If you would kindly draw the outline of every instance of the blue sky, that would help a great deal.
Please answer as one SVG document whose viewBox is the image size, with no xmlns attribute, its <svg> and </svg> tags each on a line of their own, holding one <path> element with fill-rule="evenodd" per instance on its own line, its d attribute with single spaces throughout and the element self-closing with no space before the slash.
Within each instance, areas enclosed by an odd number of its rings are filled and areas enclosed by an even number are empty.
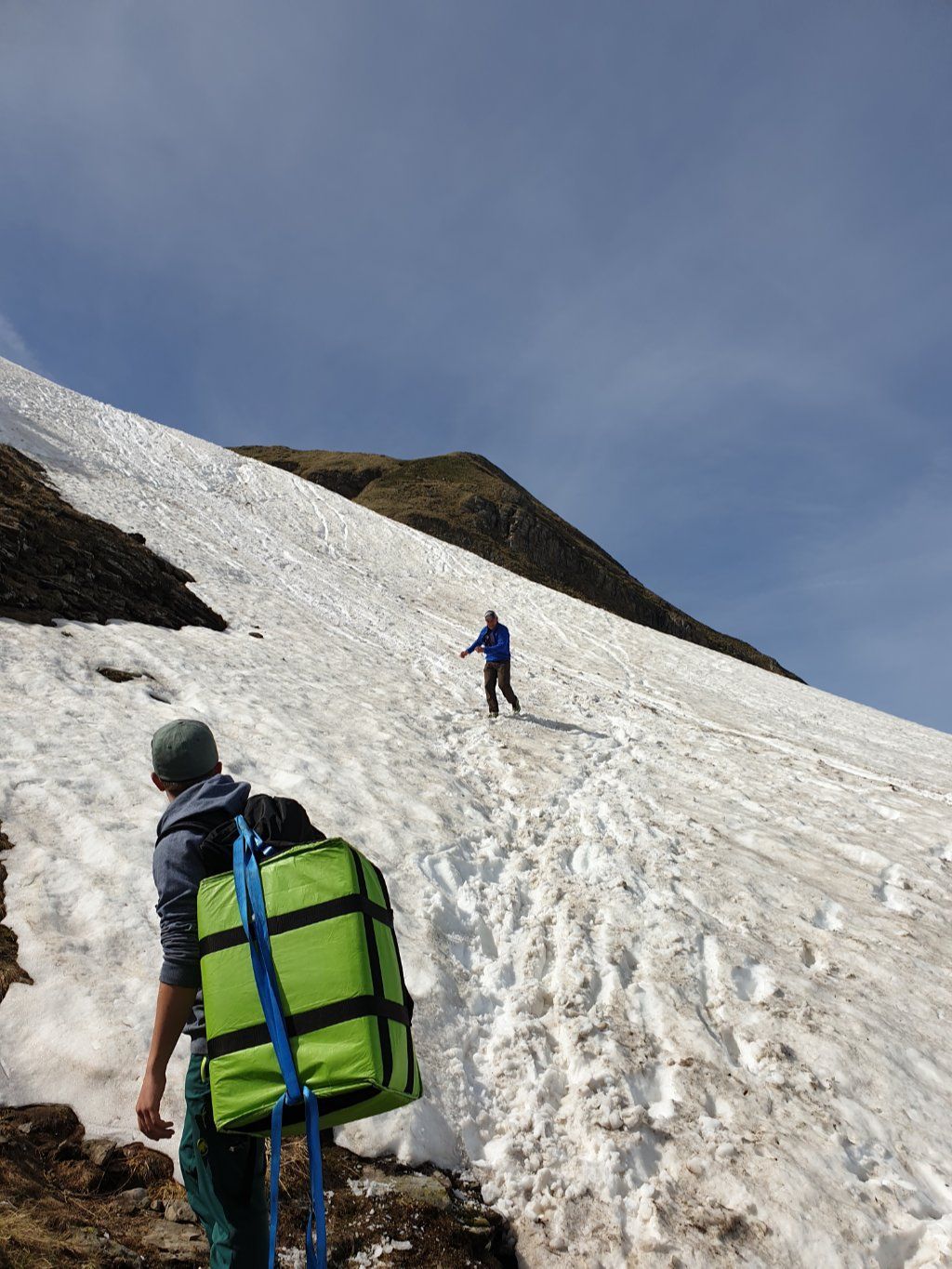
<svg viewBox="0 0 952 1269">
<path fill-rule="evenodd" d="M 952 4 L 0 27 L 0 354 L 226 444 L 479 450 L 692 615 L 952 731 Z"/>
</svg>

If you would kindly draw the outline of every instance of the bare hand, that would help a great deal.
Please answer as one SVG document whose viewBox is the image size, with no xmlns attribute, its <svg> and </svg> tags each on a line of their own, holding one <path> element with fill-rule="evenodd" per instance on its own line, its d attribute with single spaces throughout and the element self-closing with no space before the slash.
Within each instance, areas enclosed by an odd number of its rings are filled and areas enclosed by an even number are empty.
<svg viewBox="0 0 952 1269">
<path fill-rule="evenodd" d="M 165 1093 L 165 1075 L 150 1075 L 142 1080 L 142 1089 L 136 1103 L 136 1118 L 138 1131 L 151 1141 L 162 1141 L 171 1137 L 173 1126 L 170 1119 L 162 1119 L 159 1114 L 162 1094 Z"/>
</svg>

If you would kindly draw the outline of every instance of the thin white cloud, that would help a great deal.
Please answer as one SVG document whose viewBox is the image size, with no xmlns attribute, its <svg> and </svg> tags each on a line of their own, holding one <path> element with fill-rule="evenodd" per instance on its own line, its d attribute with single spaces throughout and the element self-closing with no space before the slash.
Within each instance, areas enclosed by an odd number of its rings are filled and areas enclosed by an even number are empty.
<svg viewBox="0 0 952 1269">
<path fill-rule="evenodd" d="M 37 358 L 32 353 L 25 339 L 20 335 L 10 319 L 1 312 L 0 357 L 5 357 L 8 362 L 17 362 L 18 365 L 25 365 L 30 371 L 39 369 Z"/>
</svg>

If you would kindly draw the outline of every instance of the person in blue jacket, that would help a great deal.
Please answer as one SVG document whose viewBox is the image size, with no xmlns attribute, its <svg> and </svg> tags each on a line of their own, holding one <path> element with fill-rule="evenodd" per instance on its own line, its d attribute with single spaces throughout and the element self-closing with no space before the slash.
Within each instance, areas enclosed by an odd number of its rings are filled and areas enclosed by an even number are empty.
<svg viewBox="0 0 952 1269">
<path fill-rule="evenodd" d="M 509 631 L 501 624 L 496 614 L 490 608 L 485 617 L 486 624 L 479 633 L 475 643 L 471 643 L 459 656 L 468 656 L 470 652 L 481 652 L 486 657 L 482 669 L 482 678 L 486 685 L 486 700 L 491 718 L 499 714 L 499 699 L 496 697 L 496 683 L 503 695 L 513 707 L 513 713 L 519 713 L 519 698 L 513 692 L 509 683 Z"/>
</svg>

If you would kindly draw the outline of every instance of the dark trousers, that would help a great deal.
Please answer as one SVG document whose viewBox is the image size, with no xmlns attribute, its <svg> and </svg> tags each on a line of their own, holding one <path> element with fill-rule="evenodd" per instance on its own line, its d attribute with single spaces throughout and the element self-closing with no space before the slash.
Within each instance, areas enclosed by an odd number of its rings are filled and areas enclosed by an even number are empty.
<svg viewBox="0 0 952 1269">
<path fill-rule="evenodd" d="M 179 1162 L 188 1200 L 208 1235 L 209 1269 L 265 1269 L 264 1142 L 237 1132 L 218 1132 L 197 1055 L 185 1076 Z"/>
<path fill-rule="evenodd" d="M 509 687 L 509 661 L 486 661 L 482 669 L 482 679 L 486 684 L 486 700 L 489 702 L 490 713 L 499 713 L 496 683 L 499 683 L 499 690 L 506 698 L 513 709 L 519 708 L 519 698 Z"/>
</svg>

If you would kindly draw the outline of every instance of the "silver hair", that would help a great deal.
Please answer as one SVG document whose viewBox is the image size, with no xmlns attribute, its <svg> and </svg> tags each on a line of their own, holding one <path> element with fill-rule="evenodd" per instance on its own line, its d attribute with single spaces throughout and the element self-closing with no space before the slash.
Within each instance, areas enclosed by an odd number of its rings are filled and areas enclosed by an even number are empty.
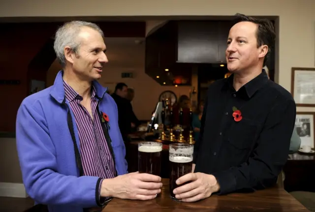
<svg viewBox="0 0 315 212">
<path fill-rule="evenodd" d="M 57 59 L 63 67 L 65 66 L 64 47 L 69 46 L 76 54 L 80 46 L 80 41 L 77 37 L 81 29 L 84 27 L 90 27 L 97 31 L 104 38 L 104 33 L 99 27 L 93 23 L 82 21 L 73 21 L 65 23 L 60 27 L 56 33 L 54 49 Z"/>
</svg>

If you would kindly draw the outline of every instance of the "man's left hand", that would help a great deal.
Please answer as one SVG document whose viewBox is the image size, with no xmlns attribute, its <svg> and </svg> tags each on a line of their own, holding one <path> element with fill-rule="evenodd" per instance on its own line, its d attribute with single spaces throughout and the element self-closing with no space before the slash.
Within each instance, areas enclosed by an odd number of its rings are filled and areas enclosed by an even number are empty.
<svg viewBox="0 0 315 212">
<path fill-rule="evenodd" d="M 191 181 L 174 189 L 175 197 L 182 202 L 196 202 L 210 197 L 219 191 L 220 186 L 213 175 L 204 173 L 189 173 L 176 180 L 178 185 Z"/>
</svg>

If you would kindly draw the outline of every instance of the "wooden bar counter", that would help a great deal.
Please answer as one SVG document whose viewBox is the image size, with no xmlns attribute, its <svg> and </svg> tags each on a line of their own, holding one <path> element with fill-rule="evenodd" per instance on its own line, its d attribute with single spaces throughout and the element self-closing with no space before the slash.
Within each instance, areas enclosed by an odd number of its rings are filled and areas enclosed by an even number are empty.
<svg viewBox="0 0 315 212">
<path fill-rule="evenodd" d="M 306 212 L 309 211 L 283 188 L 274 187 L 250 193 L 213 195 L 194 203 L 172 200 L 169 180 L 162 179 L 160 196 L 145 201 L 113 199 L 103 210 L 106 212 Z"/>
</svg>

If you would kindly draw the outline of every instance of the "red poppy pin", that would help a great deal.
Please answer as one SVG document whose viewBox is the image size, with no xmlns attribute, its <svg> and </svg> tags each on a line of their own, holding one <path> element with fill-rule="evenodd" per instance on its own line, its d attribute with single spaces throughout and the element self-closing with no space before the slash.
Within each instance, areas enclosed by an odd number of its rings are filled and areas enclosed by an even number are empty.
<svg viewBox="0 0 315 212">
<path fill-rule="evenodd" d="M 234 117 L 234 121 L 239 122 L 242 120 L 243 117 L 242 116 L 242 112 L 241 110 L 237 109 L 236 107 L 233 106 L 233 117 Z"/>
<path fill-rule="evenodd" d="M 102 122 L 105 123 L 107 126 L 107 128 L 108 129 L 110 128 L 109 117 L 108 117 L 107 114 L 104 112 L 102 112 Z"/>
</svg>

-=-=-

WORK TO DO |
Pick out every line in the listing above that contains the word "kindly", and copy each one in full.

PROBLEM SOLUTION |
If you would kindly draw the outline of every instance of the blue sky, that would help a great deal.
If you would kindly draw the outline of every instance of the bare hand, that would help a great deal.
If you would kindly draw the outline of every instance of the thin white cloud, that would help a great deal.
If you would kindly draw the outline of every instance of the person in blue jacket, that would help a great deal.
If you would kindly draw the outline of every instance of the dark trousers, that would help a great deal.
If you would kindly draw the outline of every instance of the "silver hair", that would help a great deal.
If you would kindly draw the outline of every instance of the "man's left hand", that would help a great deal.
If you would kindly draw the outline of every instance of the "wooden bar counter", that would help a great deal.
If you would kindly draw the outline of every instance of the "red poppy pin", that would help a great deal.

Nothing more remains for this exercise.